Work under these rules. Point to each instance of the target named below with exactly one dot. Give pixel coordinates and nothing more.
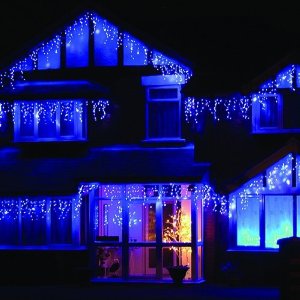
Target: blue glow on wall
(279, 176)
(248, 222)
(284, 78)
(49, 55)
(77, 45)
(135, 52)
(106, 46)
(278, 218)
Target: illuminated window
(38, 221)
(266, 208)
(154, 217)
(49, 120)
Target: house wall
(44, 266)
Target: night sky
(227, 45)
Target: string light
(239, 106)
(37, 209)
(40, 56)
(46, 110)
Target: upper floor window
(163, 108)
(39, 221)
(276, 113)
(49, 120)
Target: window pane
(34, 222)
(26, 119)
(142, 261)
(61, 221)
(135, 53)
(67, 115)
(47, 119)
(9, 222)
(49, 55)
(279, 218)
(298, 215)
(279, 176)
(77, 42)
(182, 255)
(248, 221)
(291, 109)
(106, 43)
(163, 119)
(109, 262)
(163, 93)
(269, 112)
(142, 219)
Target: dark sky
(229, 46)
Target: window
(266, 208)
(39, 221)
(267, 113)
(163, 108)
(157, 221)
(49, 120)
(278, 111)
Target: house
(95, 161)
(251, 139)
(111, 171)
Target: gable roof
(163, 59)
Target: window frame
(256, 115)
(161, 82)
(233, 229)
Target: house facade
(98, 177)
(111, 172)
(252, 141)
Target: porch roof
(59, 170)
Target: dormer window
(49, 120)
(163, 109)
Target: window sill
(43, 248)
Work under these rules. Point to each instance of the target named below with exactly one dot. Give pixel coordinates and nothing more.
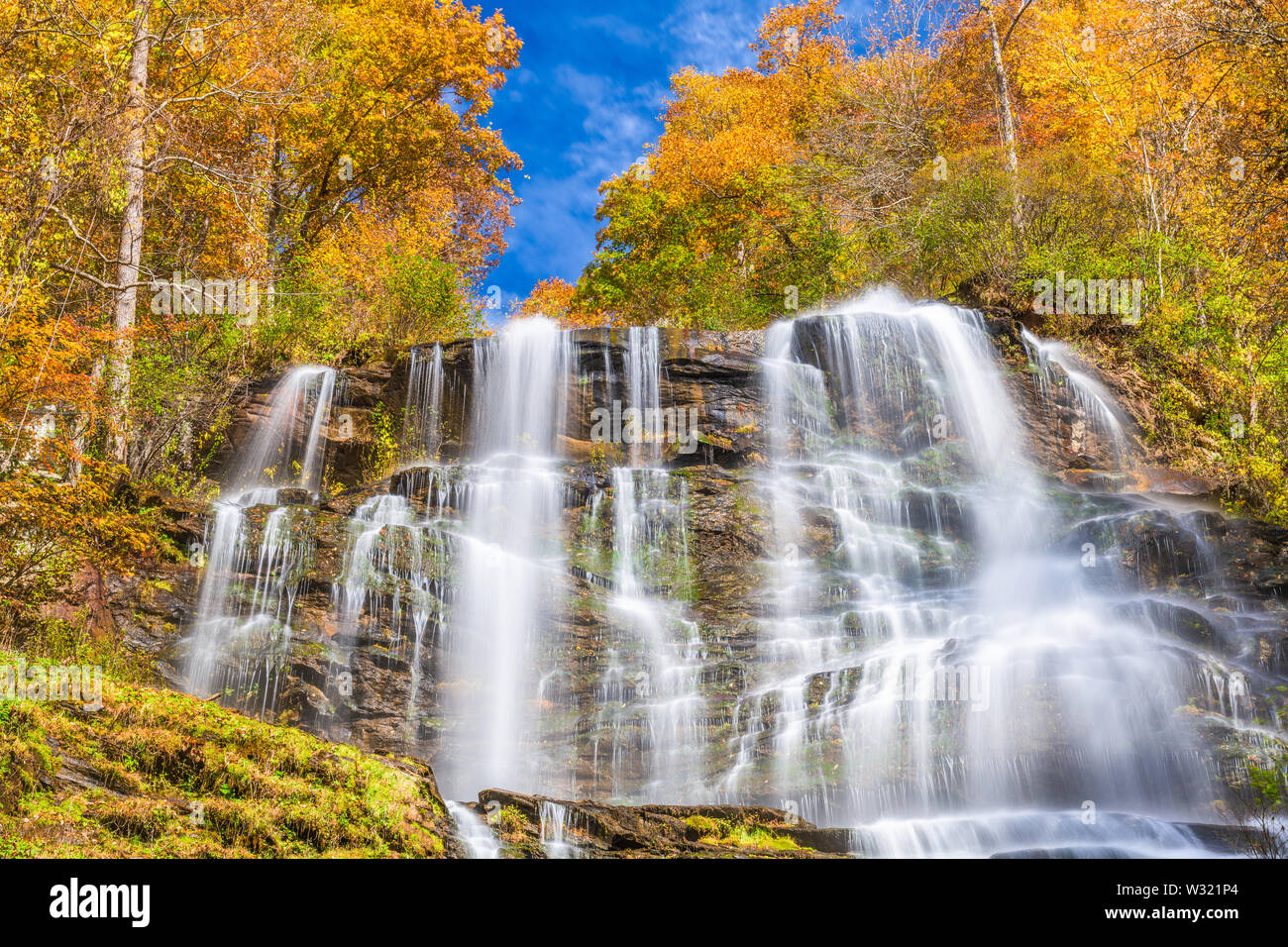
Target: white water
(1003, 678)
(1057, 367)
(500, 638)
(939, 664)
--
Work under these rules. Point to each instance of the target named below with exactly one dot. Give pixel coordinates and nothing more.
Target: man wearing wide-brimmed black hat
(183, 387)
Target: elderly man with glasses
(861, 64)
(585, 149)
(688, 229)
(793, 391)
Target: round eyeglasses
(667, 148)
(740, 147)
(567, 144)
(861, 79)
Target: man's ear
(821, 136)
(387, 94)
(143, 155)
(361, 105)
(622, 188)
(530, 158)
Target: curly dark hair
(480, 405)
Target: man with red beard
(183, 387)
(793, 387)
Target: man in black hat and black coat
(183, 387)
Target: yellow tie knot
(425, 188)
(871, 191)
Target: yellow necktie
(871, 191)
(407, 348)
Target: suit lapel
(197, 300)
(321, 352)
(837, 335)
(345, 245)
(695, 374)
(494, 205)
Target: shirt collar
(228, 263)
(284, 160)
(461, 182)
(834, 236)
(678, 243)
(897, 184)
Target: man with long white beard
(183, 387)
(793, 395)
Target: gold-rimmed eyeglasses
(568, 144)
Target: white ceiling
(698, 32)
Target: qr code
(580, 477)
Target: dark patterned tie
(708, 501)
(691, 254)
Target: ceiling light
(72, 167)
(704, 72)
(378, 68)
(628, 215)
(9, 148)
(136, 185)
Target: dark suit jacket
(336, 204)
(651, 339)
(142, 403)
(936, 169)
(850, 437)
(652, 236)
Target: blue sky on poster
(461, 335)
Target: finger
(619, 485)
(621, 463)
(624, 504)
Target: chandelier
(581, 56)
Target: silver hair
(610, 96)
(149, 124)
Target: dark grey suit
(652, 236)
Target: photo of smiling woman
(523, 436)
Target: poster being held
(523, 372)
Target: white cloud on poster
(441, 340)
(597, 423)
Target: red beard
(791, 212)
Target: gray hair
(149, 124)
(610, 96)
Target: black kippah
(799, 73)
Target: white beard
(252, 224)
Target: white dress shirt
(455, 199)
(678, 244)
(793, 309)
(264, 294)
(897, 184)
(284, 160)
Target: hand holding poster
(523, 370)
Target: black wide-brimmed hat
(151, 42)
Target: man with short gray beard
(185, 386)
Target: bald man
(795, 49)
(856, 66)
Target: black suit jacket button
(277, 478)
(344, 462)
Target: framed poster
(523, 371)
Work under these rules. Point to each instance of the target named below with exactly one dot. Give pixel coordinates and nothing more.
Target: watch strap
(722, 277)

__Stated problem__
Report every line of the listing above that contains the word "shirt", copying each such line in full.

__Result of the exercise__
Target: shirt collar
Target: white dress shirt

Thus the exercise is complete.